__Extrait à lire__.

Retard de conduction intraventriculaire : blocs de branche et blocs fasciculaires
Retards de conduction intraventriculaire
Ce chapitre traite des retards (défauts) de conduction intraventriculaire, qui sont causés par des défauts fonctionnels ou anatomiques dans les composants du système de conduction intraventriculaire. Le système de conduction étant crucial pour l’activation rapide et synchronisée des ventricules, les défauts de conduction entraînent généralement une activation ventriculaire anormale (c’est-à-dire une contraction). L’importance de ce phénomène dépend de la gravité du défaut de conduction et du ventricule affecté. En général, un défaut de conduction dans le ventricule gauche est plus important qu’un défaut affectant le ventricule droit. Cela est dû au fait que le ventricule gauche pompe contre une plus grande résistance et que toute perturbation de l’activation ventriculaire réduit l’efficacité de la fonction de pompage. Les principales manifestations ECG des défauts de conduction sont l’allongement des complexes QRS et la modification de l’aspect du QRS. Ces concepts seront discutés en détail dans cet article et les suivants. Notez que les termes retard de conduction intraventriculaire et défaut de conduction intraventriculaire sont synonymes.

__Votre tâche__. Recopiez intégralement le texte sur les retards de conduction intraventriculaire, sans y changer quoi que ce soit.

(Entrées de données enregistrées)

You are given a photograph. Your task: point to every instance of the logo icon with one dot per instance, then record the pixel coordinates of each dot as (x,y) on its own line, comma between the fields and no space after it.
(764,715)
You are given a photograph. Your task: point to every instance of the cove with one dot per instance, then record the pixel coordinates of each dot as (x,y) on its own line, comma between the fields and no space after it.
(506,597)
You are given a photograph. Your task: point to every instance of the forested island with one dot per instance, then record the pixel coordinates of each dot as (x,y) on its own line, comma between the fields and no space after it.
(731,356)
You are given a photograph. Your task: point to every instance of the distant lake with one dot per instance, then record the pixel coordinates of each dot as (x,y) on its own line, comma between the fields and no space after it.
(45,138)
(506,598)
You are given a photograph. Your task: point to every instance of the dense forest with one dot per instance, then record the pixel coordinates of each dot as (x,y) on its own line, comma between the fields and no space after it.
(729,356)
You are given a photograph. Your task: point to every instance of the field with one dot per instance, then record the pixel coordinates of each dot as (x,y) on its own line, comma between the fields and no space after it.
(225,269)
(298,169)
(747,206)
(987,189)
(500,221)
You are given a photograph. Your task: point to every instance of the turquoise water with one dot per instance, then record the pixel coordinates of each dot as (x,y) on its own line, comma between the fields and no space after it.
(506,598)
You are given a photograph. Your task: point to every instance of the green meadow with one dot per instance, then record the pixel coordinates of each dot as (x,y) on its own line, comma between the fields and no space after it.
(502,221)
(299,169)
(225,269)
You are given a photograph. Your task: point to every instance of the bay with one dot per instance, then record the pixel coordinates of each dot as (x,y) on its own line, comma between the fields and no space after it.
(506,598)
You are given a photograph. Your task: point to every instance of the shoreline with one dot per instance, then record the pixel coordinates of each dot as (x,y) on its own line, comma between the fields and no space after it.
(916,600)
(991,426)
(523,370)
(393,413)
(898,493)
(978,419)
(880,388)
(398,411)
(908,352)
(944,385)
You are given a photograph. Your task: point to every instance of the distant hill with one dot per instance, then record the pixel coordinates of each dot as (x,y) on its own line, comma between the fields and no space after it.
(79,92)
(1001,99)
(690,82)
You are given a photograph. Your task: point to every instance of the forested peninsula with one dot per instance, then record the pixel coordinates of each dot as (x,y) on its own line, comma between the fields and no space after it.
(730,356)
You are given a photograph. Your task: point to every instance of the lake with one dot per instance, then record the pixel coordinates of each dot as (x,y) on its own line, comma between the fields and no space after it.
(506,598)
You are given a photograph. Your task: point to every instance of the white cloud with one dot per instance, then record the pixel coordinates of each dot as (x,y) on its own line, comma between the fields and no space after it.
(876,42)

__Zone de réponse__.
Retard de conduction intraventriculaire : blocs de branche et blocs fasciculaires
Retards de conduction intraventriculaire
Ce chapitre traite des retards (défauts) de conduction intraventriculaire, qui sont causés par des défauts fonctionnels ou anatomiques dans les composants du système de conduction intraventriculaire. Le système de conduction étant crucial pour l’activation rapide et synchronisée des ventricules, les défauts de conduction entraînent généralement une activation ventriculaire anormale (c’est-à-dire une contraction). L’importance de ce phénomène dépend de la gravité du défaut de conduction et du ventricule affecté. En général, un défaut de conduction dans le ventricule gauche est plus important qu’un défaut affectant le ventricule droit. Cela est dû au fait que le ventricule gauche pompe contre une plus grande résistance et que toute perturbation de l’activation ventriculaire réduit l’efficacité de la fonction de pompage. Les principales manifestations ECG des défauts de conduction sont l’allongement des complexes QRS et la modification de l’aspect du QRS. Ces concepts seront discutés en détail dans cet article et les suivants. Notez que les termes retard de conduction intraventriculaire et défaut de conduction intraventriculaire sont synonymes.